PROBLEM TO SOLVE. Give every entry again precisely as it appears.

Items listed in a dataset
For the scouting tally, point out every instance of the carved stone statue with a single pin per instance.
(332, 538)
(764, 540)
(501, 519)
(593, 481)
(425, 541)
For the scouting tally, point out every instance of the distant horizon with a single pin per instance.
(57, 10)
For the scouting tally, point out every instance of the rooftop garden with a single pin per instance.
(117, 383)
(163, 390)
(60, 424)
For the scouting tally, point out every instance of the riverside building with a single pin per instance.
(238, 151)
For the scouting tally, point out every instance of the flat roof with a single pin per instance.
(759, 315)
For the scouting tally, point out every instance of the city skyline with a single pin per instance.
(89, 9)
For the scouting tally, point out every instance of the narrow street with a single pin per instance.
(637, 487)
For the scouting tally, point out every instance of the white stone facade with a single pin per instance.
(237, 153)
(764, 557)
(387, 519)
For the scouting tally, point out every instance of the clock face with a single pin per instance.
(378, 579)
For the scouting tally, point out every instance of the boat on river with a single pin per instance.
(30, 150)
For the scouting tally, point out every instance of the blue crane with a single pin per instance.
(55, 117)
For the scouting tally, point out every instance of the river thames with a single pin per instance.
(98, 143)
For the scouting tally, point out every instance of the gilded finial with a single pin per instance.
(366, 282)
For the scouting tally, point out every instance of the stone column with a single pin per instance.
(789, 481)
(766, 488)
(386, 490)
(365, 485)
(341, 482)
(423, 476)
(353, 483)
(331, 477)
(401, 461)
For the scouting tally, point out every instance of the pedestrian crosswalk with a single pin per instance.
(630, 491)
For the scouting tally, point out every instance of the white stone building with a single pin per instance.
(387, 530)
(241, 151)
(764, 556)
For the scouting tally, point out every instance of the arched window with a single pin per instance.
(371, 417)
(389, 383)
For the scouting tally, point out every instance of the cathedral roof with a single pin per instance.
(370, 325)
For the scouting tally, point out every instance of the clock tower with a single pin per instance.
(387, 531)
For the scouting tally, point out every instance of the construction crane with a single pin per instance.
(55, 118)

WRITTEN SOLUTION.
For the scouting tally, point out every instance of the carved stone statue with a single pin per instance.
(332, 538)
(764, 540)
(501, 519)
(593, 481)
(425, 541)
For the scouting tally, point out every instance of the distant horizon with a single pin per instance.
(57, 10)
For the scouting tally, point out every instance of the rooftop garden with a single pin per instance.
(117, 383)
(163, 390)
(60, 424)
For the scouting tally, point out every instance of the riverside building with a single pin per instance.
(238, 151)
For the scouting tally, point out every instance of the flat roof with a single pin per instance.
(759, 315)
For the scouting tally, point out every instance of the city skyline with a single pin per instance.
(89, 9)
For the scouting tally, point out every instance of the narrow street with a single pin per instance.
(637, 487)
For the scouting tally, point out every instance of the white stone facade with a single pin per instance.
(237, 153)
(764, 557)
(387, 519)
For the scouting tally, point out every instance of the clock face with a single pin per instance.
(378, 579)
For the scouting tally, point out every instance of the boat on river with a single pin per instance.
(30, 150)
For the scouting tally, point out every instance of the blue crane with a single pin per instance.
(55, 117)
For the scouting tally, point out every instance of the river thames with a single pin per instance.
(98, 143)
For the scouting tally, point out every instance of the gilded finial with a single pin per instance.
(366, 282)
For the scouting tally, point out every instance of the stone column with a single pin per instance.
(789, 481)
(766, 488)
(386, 490)
(365, 485)
(341, 482)
(423, 476)
(353, 483)
(331, 477)
(401, 461)
For the scouting tally, point out every instance of the pedestrian crosswalk with a single pin per instance.
(630, 491)
For the scouting tally, point out every instance of the white stone building with a single pin per instance.
(387, 530)
(241, 151)
(764, 556)
For the scouting tally, point out every instance of the arched window with a single pin per instance.
(371, 417)
(389, 383)
For the scouting tally, point out every instance of the cathedral roof with a single pin per instance.
(370, 325)
For the scouting tally, point out every instance of the clock tower with a single pin per instance.
(387, 531)
For the scouting tally, point out every instance of the construction crane with a single pin per instance.
(55, 118)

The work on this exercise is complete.